**Written instruction**
Repeat the records word for word, excluding any picture.

**Exercise materials**
— START —
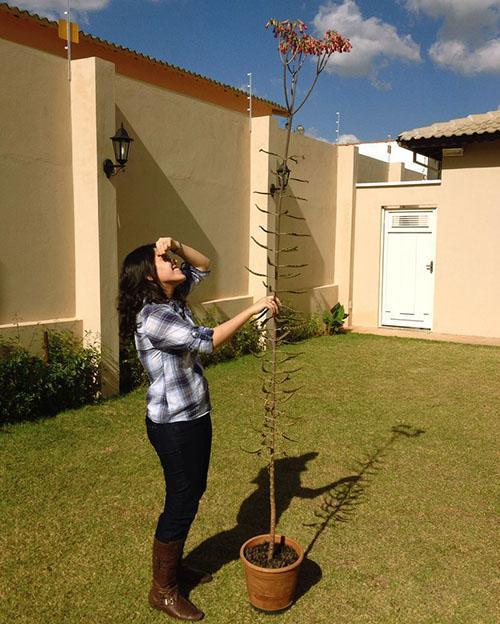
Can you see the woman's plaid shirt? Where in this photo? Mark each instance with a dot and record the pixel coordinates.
(168, 342)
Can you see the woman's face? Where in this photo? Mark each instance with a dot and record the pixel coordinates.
(168, 270)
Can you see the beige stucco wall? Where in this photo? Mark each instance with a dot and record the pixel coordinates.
(467, 261)
(36, 234)
(188, 177)
(317, 163)
(371, 169)
(467, 299)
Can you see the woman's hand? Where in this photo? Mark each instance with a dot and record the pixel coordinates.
(271, 303)
(165, 244)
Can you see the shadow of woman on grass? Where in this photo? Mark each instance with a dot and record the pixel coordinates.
(220, 549)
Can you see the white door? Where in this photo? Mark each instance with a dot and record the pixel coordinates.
(408, 268)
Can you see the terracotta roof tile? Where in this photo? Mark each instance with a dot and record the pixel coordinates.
(485, 123)
(278, 107)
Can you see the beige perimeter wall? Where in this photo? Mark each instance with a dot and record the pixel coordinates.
(467, 297)
(36, 234)
(317, 164)
(188, 177)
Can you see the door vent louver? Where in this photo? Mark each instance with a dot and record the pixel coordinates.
(410, 221)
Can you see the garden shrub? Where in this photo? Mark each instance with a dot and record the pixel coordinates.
(72, 376)
(31, 387)
(246, 340)
(21, 387)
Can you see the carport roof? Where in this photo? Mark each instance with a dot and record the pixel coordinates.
(430, 140)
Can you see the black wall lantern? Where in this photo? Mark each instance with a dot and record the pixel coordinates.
(121, 147)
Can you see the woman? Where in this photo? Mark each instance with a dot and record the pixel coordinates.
(153, 309)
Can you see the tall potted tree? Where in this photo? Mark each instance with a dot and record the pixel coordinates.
(271, 561)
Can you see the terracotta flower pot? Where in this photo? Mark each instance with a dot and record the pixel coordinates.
(271, 589)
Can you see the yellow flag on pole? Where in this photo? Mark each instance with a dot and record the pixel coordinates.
(63, 31)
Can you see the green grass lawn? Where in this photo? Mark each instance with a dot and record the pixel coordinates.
(390, 487)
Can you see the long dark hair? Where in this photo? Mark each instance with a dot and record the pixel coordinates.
(139, 284)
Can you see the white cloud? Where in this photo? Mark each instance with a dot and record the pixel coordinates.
(469, 39)
(314, 134)
(348, 138)
(374, 43)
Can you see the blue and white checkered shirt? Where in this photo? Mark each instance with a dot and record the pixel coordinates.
(168, 342)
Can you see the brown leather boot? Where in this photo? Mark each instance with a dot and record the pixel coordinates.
(188, 574)
(164, 594)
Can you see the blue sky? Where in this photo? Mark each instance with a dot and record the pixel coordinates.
(414, 62)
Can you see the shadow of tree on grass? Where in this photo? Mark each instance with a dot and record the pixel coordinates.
(340, 499)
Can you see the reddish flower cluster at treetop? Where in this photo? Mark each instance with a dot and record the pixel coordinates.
(294, 38)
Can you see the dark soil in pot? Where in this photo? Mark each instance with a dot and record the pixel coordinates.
(284, 555)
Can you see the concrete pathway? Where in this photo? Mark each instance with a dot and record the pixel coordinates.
(425, 334)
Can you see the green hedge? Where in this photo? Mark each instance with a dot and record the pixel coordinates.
(31, 387)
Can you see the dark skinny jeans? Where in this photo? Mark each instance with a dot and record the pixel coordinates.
(184, 452)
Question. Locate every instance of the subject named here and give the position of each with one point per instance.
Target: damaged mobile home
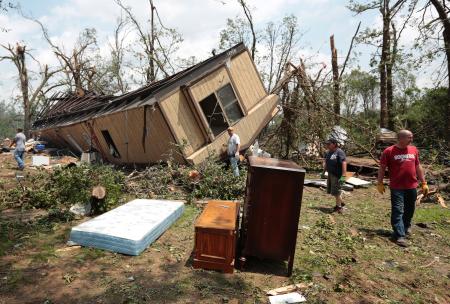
(190, 110)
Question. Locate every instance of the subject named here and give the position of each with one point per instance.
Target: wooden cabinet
(271, 210)
(216, 236)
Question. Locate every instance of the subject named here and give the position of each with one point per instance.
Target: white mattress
(130, 228)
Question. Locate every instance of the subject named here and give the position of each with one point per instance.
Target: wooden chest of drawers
(271, 210)
(216, 236)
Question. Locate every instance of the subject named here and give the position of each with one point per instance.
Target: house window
(221, 109)
(230, 103)
(111, 146)
(214, 114)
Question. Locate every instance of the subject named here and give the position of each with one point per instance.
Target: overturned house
(188, 112)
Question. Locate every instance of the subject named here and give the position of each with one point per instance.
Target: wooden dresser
(216, 236)
(271, 210)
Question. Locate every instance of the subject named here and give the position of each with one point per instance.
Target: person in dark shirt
(336, 165)
(402, 162)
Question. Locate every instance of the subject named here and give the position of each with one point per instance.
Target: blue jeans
(234, 165)
(403, 205)
(19, 156)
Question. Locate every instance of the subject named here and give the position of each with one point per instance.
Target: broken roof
(71, 109)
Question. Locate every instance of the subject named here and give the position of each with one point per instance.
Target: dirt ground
(348, 258)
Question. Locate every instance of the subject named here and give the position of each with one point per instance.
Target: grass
(348, 259)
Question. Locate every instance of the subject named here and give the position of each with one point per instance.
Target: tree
(443, 12)
(359, 92)
(248, 15)
(388, 47)
(158, 45)
(117, 56)
(337, 76)
(77, 65)
(10, 119)
(31, 97)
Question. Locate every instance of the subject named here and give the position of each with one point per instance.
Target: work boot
(401, 242)
(338, 209)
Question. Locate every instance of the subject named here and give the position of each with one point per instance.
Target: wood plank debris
(357, 182)
(293, 297)
(289, 288)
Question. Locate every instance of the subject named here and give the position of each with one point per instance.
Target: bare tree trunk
(443, 16)
(152, 75)
(29, 97)
(335, 67)
(390, 86)
(249, 17)
(385, 50)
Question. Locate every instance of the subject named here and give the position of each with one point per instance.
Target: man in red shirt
(402, 161)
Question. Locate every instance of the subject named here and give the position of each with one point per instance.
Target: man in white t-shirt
(19, 151)
(234, 144)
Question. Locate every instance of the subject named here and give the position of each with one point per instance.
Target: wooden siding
(246, 80)
(247, 129)
(127, 131)
(209, 84)
(127, 126)
(184, 124)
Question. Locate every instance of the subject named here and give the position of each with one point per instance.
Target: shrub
(214, 182)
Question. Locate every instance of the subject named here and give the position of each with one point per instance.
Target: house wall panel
(246, 128)
(209, 84)
(246, 80)
(183, 121)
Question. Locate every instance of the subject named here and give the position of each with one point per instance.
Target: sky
(199, 22)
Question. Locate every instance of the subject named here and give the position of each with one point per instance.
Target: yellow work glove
(380, 188)
(425, 189)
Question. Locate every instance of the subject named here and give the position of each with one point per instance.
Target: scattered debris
— END —
**Expected answer**
Can you see the woman's plaid shirt? Where in this photo? Mark each instance with a dot and record the pixel coordinates.
(168, 342)
Can you see the woman's face? Where in this photo? Mark each instance with a dot and record the pixel coordinates.
(168, 270)
Can you see the beige stucco wall? Where in this photo? Mark each instance with a dot and record the pixel coordinates.
(467, 261)
(36, 234)
(188, 177)
(317, 163)
(371, 169)
(467, 299)
Can you see the woman's hand? Where in this photo? Mark each instance with a dot and record the pixel coordinates.
(271, 303)
(165, 244)
Can you see the shadow of woman on grass? Where in this photo? Mark each instance with a dot and record the pixel coordinates.
(220, 549)
Can you see the white door? Where in this photo? Mark each instance with a dot and record the pixel coordinates.
(408, 268)
Can you see the terracotta roof tile? Where in this photo? Mark each instance with a dot and record the pixel coordinates.
(485, 123)
(278, 107)
Can you see the beige perimeter wall? Where in this photo? Mark each instance with a dot and record the pixel coordinates.
(467, 297)
(36, 234)
(317, 164)
(188, 177)
Can you see the door vent louver? Where in this photo? Mark each instance with a dot and record the pixel coordinates.
(410, 221)
Can you see the garden shrub? Where in this photo? Mark each instance with a dot and record the pixel coordinates.
(72, 376)
(31, 387)
(246, 340)
(21, 387)
Can you see the carport roof? Where in this photo? Mark each instance with a dot and record the pixel coordinates.
(430, 140)
Can you see the black wall lantern? Where in this photo? Mark each instance with a dot and record the pixel coordinates.
(121, 147)
Can you see the woman? Where in this photo? Mark each instance with a dot and record the pixel coordinates.
(153, 309)
Can you see the tall potted tree? Where in this photo? Mark each instance with a dot and record the pixel coordinates.
(271, 561)
Can you see the terracotta flower pot? Where in this photo? Mark each instance with a dot and record the pixel coordinates.
(271, 589)
Can you see the yellow flag on pole? Where in this photo? Mark each instance with a dot and record the pixel coordinates.
(63, 31)
Can you see the green grass lawn? Where in this photo? Mark each instance with a dot and record the pixel coordinates.
(390, 487)
Can you see the long dark hair? Where in this photo? Mark each instance with a dot and record the pixel coordinates.
(139, 284)
Can you see the white cloud? Where in this photo? Mark each instance with a dot and record the pixel coordinates.
(469, 39)
(314, 134)
(348, 138)
(374, 43)
Can you see the blue and white checkered shirt? Where in this photo? Mark each instance with a dot and record the pixel coordinates.
(168, 342)
Can you see the brown leather boot? Where in this photo? Mark each instance with a dot and record the pixel coordinates.
(188, 574)
(164, 594)
Can you see the blue sky? Where in this photo? Mark each instance with a dot and record the pixel coordinates.
(414, 62)
Can you see the shadow of tree on grass? Where in this photo? Mark each instance with a dot and record the pixel coordinates.
(340, 499)
Can you see the reddish flower cluster at treetop? Where in this photo? Mark each instance with a dot and record the pixel coordinates.
(294, 38)
Can you see the dark soil in pot? Where in this photo? Mark each instance with a dot and record the pixel coordinates.
(284, 555)
Can you see the concrete pathway? Where in this photo? Mark each instance with a dot and record the pixel coordinates.
(425, 334)
Can you see the green hedge? Where in this photo? Mark each instance with a dot and record the pixel coordinates.
(31, 387)
Can you see the dark skinny jeans? Where in this photo? Mark each instance with a dot and record the pixel coordinates.
(184, 452)
Question. Locate every instance of the subject named here and give the position of each with one point per instance.
Target: damaged mobile home
(190, 110)
Question. Locate every instance of the subject named here and give the position of each with one point per instance.
Target: wooden cabinet
(271, 210)
(216, 236)
Question. Locate every instance of the subject named here and give the position of each with one point per instance.
Target: white mattress
(130, 228)
Question. Locate every instance of the subject named here and give the position of each with one point per instance.
Target: wooden chest of drawers
(271, 210)
(216, 236)
Question. Locate every instance of the subject named here and give the position of each with one point per instance.
Target: house window
(221, 109)
(230, 103)
(111, 146)
(214, 114)
Question. Locate every instance of the subject named here and give the position of each with one point per instance.
Target: overturned house
(188, 112)
Question. Locate every instance of the subject named here and give the position of each with one point per instance.
Target: wooden dresser
(216, 236)
(271, 210)
Question. Locate every instance of the subject named here and give the position of each with one point per instance.
Target: person in dark shirt
(336, 165)
(402, 162)
Question. Locate every instance of the subject named here and give the position of each with one point per instance.
Target: blue jeans
(234, 165)
(403, 205)
(19, 156)
Question. Locate every instance of the subject named here and give the position of each with one point per instance.
Target: broken roof
(71, 109)
Question. Locate every instance of the subject named here and give the position of each with one point per instance.
Target: dirt ground
(348, 258)
Question. Locate every instance of the subject named here and give the position of each with one point per instance.
Target: grass
(348, 259)
Question. Locate every instance of the subject named here and give the position of each with one point per instance.
Target: tree
(443, 12)
(359, 92)
(248, 15)
(388, 47)
(158, 45)
(117, 56)
(337, 76)
(77, 65)
(10, 119)
(31, 97)
Question. Locate every instance of the subject named here and give the position of each with one point per instance.
Target: work boot
(401, 242)
(338, 209)
Question. Locate every instance of the subject named here and give the position of each with one point per instance.
Target: wood plank debris
(357, 182)
(293, 297)
(289, 288)
Question. Locate every instance of the subject named here and give the position of each with one point per instance.
Target: bare tree trunk
(443, 16)
(152, 75)
(29, 97)
(335, 67)
(390, 86)
(249, 17)
(385, 50)
Question. Locate every instance of the subject named here and give the position of each with one point per instance.
Target: man in red shirt
(402, 161)
Question. Locate every instance of the subject named here and give the position of each with one point per instance.
Target: man in white t-shirt
(19, 151)
(234, 144)
Question. Locate every instance of the subject named here and give the position of each with one point per instance.
Target: wooden siding
(246, 80)
(247, 129)
(127, 131)
(209, 84)
(127, 126)
(184, 124)
Question. Locate every instance of the subject named here and give the position of each with one point per instance.
Target: shrub
(214, 182)
Question. Locate every instance of the subject named here and give the position of each with one point per instance.
Target: house wall panel
(246, 128)
(209, 84)
(246, 80)
(183, 121)
Question. Locate every instance of the subject named here and give the position of each with one point per instance.
Target: sky
(199, 22)
Question. Locate every instance of the subject named here and give the position of each with one point per instance.
Target: yellow work glove
(380, 188)
(425, 189)
Question. Locate every instance of the subject named here and give the position of each with one point per instance.
Target: scattered debris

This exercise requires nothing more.